• [Given text]:
"""

Like I said, "All I've seen are people's personal opinions on the
subject." I don't need to see more of them.

Please cite some authoritative source for the definition you propose.

-- Nick

On Tue, May 20, 2008 at 4:05 PM, Steve Jones <[EMAIL PROTECTED]> wrote:
>
> Architecture is the structure and the vision, design are the details
> that matter and implementation is the bricks.
>
> To use the skeleton analogy
>
> Architecture is the outline, the need for the skeleton its parameters
> are requirements, the organs and their function and how they will be
> contained
>
> Design is the detail of where the organs are put, what materials to be
> used for the bones and how the eye should work
>
> Implementation is making it all flesh and refining the design so it
> actually works, but in the case of the human eye not actually getting
> rid of the massive cabling error in the design.

"""

• [To do]:
(a) Answer these questions about the email exchange:
(i) What does Nick ask to have cited?
(ii) In Steve Jones's first sentence, what is implementation called?
(iii) On what day and at what time did Steve Jones write his message?
(b) List every term that Steve Jones defines in the email exchange.

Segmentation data
"""

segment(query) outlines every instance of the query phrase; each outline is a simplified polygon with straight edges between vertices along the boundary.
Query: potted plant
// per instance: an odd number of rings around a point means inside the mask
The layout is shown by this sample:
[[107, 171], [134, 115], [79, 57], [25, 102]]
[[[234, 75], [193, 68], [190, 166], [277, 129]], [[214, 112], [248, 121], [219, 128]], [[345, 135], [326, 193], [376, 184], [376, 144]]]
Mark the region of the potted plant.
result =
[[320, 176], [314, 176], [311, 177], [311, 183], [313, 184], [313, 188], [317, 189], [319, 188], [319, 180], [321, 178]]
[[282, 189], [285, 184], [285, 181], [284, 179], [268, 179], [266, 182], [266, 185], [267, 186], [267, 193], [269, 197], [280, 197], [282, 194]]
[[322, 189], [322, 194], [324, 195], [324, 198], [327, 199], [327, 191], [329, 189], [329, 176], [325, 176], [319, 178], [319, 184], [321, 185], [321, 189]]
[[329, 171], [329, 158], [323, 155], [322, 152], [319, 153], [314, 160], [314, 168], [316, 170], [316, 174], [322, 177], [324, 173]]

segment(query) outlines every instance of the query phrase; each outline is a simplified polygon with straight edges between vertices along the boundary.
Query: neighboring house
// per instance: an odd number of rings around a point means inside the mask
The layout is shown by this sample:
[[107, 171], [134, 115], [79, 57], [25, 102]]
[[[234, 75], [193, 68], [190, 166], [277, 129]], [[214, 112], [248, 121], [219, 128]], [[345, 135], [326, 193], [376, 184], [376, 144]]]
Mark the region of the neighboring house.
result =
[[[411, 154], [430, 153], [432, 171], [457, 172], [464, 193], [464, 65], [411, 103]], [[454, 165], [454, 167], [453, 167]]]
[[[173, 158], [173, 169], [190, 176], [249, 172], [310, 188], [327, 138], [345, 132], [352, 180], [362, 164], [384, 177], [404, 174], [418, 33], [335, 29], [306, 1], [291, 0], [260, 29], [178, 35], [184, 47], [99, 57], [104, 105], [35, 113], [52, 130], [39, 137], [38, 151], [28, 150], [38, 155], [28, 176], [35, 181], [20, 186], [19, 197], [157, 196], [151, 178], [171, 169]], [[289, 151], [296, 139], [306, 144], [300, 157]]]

"""

• [Answers to each task]:
(a)
(i) An authoritative source for the proposed definition.
(ii) The bricks.
(iii) Tuesday, May 20, 2008, at 4:05 PM.

(b) Architecture, design, implementation